*** Excerpt ***
Most everyone suffers from a potentially embarrassing or aggravating part of themselves that they wish they could change. For some it may be spoon fingers, for others, it could be extreme body odor issues. Many of these issues are easily controlled with the help of a medical professional while others are just a part of us.
The excessive buildup of earwax is a common issue that may require the help of a professional. Hearing specialists urge patients to ignore the list of home remedies and over-the-counter medications claiming to keep earwax at bay. Understanding a medical problem is the first step to finding relief from its effects and earwax is no different in this regard.
What is earwax, exactly?
The yellowish, gray, or orange substance referred to as earwax is formally known as cerumen and mainly consists of shed skin cells inside the ear canal. The body’s natural secretion of fatty acids, alcohols, and cholesterol add themselves to the mix, resulting in the buildup of either wet or dry earwax. Excessive sweating may also play a role in those who suffer from rapid wax buildup.
What is the purpose of earwax?
As disgusting as the substance seems to be, earwax is actually of benefit to our physical well-being. By assisting in the natural cleaning and lubrication of the ear canal, cerumen also protects the skin and provides protection against outside contaminants such as water, insects. Additionally, recent studies have found that earwax provides antimicrobial protection from bacteria including Staphylococcus and E-Coli.
What medical issues are caused by earwax?
The first sign of excessive earwax buildup is usually a distinct loss of hearing. Unfortunately, most patients will wait until the earwax becomes compacted against the eardrum causing impediment to the passage of sound through the ear canal. This wax can also affect the functions of hearing aids and is estimated to actually cause 60 to 80 percent of device faults.
How do I reduce earwax buildup?
*** End of Excerpt ***
*** Given information ***
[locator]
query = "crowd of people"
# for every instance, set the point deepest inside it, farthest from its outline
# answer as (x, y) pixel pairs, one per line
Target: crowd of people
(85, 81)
*** End of Given information ***
(Activity A):
Which substances does the article on earwax name as making up earwax?
(Activity B):
Can you continue the article on earwax from where it stops?

(Written answer A):
Shed skin cells, fatty acids, alcohols, and cholesterol.

(Written answer B):
The American Academy of Otolaryngology has found that the removal of earwax should be avoided when possible. As long as a patient is not suffering ill effects from excessive buildup, simply moving the jaw will help the ears clean themselves. As cells move outward to the walls of the ear canal, the cerumen carries any particulate matter that has gathered along its path and jaw movement has been found to assist by dislodging this debris during this process.
Is there any way to clear the wax myself?
First of all, nobody should be using devices to clean their ears themselves. Q-tips are more likely to push and compact earwax up against the eardrum instead of removing it. Other items such as paper clips and bobby pins will only cause more harm than good as they can cause injury that may cause an infection within the ear canal. Only a trained audiologist is able to assess and safely remove excessive earwax buildup when necessary.
The buildup of earwax is often seen as a disgusting nuisance, but it’s actually a sign of healthy ears and, more often than not, it provides more medical benefits than health problems. However, if you or a loved one seems to be suffering from sudden hearing loss, it may be time to see an audiologist who will be able to clear the wax and restore your hearing health.